### Extrait cité

◆ ◆ ◆ ◆

En troisième lieu, le demandeur relata que son fils aîné aurait fréquenté l’université, mais qu’il n’aurait pas pu continuer ses études, étant donné qu’ils n’auraient plus été en mesure de les financer. Finalement, il indiqua que son fils … aurait des problèmes de vue et qu’ils n’auraient pas suffisamment d’argent pour payer ses lunettes.

Monsieur … précisa encore qu’il n’aurait gagné qu’un maigre salaire en tant que chauffeur de camion, de sorte qu’il aurait dû travailler au noir pour pouvoir subvenir aux besoins matériels de sa famille.

Madame … confirma les dires de son mari lors de son audition.

Quant à Monsieur …, il indiqua qu’il aurait poursuivi des études de couturier, mais qu’il n’aurait jamais eu un travail fixe et qu’il aurait travaillé que de façon sporadique quand il aurait eu du travail dans des boutiques. Il confirma qu’il aurait quitté la Serbie parce qu’il aurait perdu l’espoir pour un meilleur futur dans son pays et que seuls les membres du parti politique SDA y pourraient trouver du travail. Il confirma qu’il n’aurait pas pu s’inscrire au deuxième semestre à l’université en raison des problèmes de santé de sa mère. Il relata encore qu’il aurait raté un examen de comptabilité à cause d’un point et que tous les élèves musulmans auraient raté cet examen. Quand ces derniers auraient voulu en discuter avec l’assistant du professeur, ce dernier leur aurait répliqué qu’ils ne vaudraient rien et qu’ils n’allaient pas réussir. Il s’en serait suivi une dispute et une bagarre. Il se plaignit encore de conflits motivés par sa nationalité et sa religion avec les administrations et la commune dans la mesure où ce seraient les orthodoxes qui y occuperaient les postes clés. Par ailleurs, il aurait été victime de menaces de la part des citoyens de Tutin en raison de sa religion.

Par une décision du 29 janvier 2014, notifiée par lettre recommandée expédiée le 30 janvier 2014, le ministre de l’Immigration et de l’Asile, désigné ci-après par « le ministre », informa les consorts … qu’il avait statué sur le bien-fondé de leur demande de protection internationale dans le cadre d’une procédure accélérée en se fondant sur les dispositions de l’article 20, paragraphe (1) a), b), et c), de la loi du 5 mai 2006 et que leur demande avait été refusée comme étant non fondée, tout en leur ordonnant de quitter le territoire dans un délai de 30 jours.

Le ministre releva d’abord qu’il y aurait lieu d’émettre des doutes quant à la crédibilité de leur récit dans la mesure où, selon Monsieur …, la raison principale de leur fuite serait des discriminations liées à leur religion, alors que ces discriminations n’auraient pas été mises en avant par ses parents. Par ailleurs, contrairement aux dires de Monsieur …, il n’y aurait pas d’université à Tutin et finalement ce dernier se serait encore contredit quand, dans un premier temps, il aurait affirmé ne jamais être allé à Trstenik pour parler au directeur de l’université, pour affirmer plus tard qu’il aurait tenté de dialoguer avec le directeur, mais que celui-ci aurait refusé de lui parler.

◆ ◆ ◆ ◆

### Consigne
Résumez l'extrait cité en deux phrases, s'il vous plaît.

### Lignes fournies
◆ ◆ ◆ ◆

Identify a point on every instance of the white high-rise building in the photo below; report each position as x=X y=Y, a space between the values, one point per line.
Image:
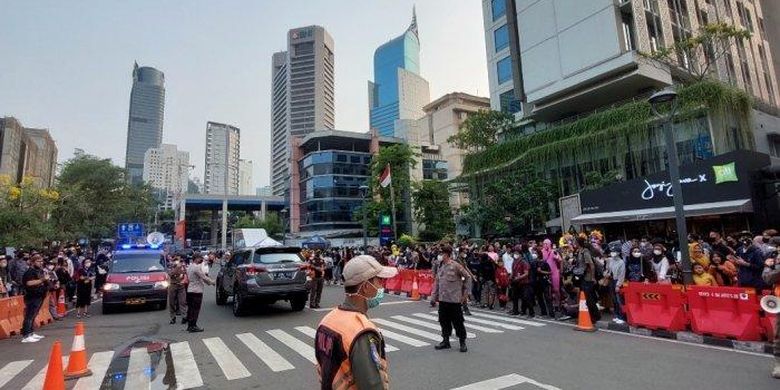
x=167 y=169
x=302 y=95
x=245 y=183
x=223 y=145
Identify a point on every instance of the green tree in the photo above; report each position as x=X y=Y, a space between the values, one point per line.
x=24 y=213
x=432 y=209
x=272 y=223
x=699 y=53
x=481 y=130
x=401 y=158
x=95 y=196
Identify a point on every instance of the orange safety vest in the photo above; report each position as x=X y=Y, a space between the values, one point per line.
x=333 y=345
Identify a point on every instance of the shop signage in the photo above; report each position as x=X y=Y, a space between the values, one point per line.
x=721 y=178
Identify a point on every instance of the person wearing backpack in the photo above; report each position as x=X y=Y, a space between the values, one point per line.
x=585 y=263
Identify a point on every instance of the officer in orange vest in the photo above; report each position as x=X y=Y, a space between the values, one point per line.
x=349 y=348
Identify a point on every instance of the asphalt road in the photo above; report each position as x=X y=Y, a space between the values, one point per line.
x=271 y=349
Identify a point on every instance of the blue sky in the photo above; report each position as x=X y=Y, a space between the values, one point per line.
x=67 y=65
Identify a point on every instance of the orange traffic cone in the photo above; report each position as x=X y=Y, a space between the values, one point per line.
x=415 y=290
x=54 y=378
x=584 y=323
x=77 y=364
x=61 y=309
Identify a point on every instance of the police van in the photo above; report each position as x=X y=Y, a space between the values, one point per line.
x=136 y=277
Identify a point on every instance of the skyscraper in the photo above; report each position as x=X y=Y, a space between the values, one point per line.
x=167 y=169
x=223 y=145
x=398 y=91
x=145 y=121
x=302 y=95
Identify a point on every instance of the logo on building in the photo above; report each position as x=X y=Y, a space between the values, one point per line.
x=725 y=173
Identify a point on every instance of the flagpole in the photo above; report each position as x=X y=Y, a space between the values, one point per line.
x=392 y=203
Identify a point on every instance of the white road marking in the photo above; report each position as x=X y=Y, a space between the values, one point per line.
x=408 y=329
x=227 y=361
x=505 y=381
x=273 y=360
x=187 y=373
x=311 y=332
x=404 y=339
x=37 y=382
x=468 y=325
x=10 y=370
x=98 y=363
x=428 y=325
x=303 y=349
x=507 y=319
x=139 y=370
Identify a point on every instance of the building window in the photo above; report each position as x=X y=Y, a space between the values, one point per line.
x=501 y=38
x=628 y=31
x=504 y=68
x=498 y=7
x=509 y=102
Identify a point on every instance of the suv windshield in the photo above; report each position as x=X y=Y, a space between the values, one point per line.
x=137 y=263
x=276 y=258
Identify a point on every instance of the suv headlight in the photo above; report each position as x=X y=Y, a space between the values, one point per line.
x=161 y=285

◆ ◆ ◆ ◆

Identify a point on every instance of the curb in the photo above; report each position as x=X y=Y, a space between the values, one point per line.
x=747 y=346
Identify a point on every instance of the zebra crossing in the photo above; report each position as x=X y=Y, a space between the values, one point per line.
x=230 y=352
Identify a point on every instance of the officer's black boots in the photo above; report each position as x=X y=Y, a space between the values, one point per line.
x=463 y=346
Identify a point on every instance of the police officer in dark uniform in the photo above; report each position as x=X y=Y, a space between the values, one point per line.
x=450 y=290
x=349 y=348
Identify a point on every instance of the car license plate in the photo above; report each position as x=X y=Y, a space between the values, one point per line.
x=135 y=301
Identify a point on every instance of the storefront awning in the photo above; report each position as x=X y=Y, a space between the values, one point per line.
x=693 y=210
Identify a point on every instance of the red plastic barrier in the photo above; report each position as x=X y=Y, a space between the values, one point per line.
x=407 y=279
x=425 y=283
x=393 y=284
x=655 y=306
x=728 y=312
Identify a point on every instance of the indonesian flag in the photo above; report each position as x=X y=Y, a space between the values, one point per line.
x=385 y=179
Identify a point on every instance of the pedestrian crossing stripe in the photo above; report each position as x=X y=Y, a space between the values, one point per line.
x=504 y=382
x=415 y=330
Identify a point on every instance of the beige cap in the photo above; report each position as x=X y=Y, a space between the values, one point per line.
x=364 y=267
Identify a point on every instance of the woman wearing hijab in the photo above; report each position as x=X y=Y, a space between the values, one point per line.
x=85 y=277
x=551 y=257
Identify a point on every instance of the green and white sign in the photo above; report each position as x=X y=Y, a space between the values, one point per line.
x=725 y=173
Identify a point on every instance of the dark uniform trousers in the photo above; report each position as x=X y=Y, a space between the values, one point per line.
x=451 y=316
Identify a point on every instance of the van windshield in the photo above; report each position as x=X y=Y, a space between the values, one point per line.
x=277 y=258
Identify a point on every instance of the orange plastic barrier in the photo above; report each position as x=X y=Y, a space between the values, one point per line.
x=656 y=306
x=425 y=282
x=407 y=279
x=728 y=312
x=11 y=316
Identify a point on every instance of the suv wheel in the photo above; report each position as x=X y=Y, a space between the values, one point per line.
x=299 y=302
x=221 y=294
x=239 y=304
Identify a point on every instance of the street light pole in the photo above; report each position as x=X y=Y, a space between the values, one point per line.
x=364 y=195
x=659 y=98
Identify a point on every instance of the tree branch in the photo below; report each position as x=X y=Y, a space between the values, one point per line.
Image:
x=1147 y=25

◆ ◆ ◆ ◆

### Réponse
Les demandeurs ont fait état de difficultés matérielles, le père évoquant un maigre salaire de chauffeur de camion et des études universitaires interrompues faute d'argent, tandis que l'un des consorts a déclaré avoir quitté la Serbie faute d'espoir, en invoquant des discriminations et des menaces liées à sa religion. Par une décision du 29 janvier 2014, le ministre de l'Immigration et de l'Asile a refusé leur demande de protection internationale comme non fondée selon une procédure accélérée et leur a ordonné de quitter le territoire dans un délai de 30 jours, en mettant d'abord en doute la crédibilité de leur récit.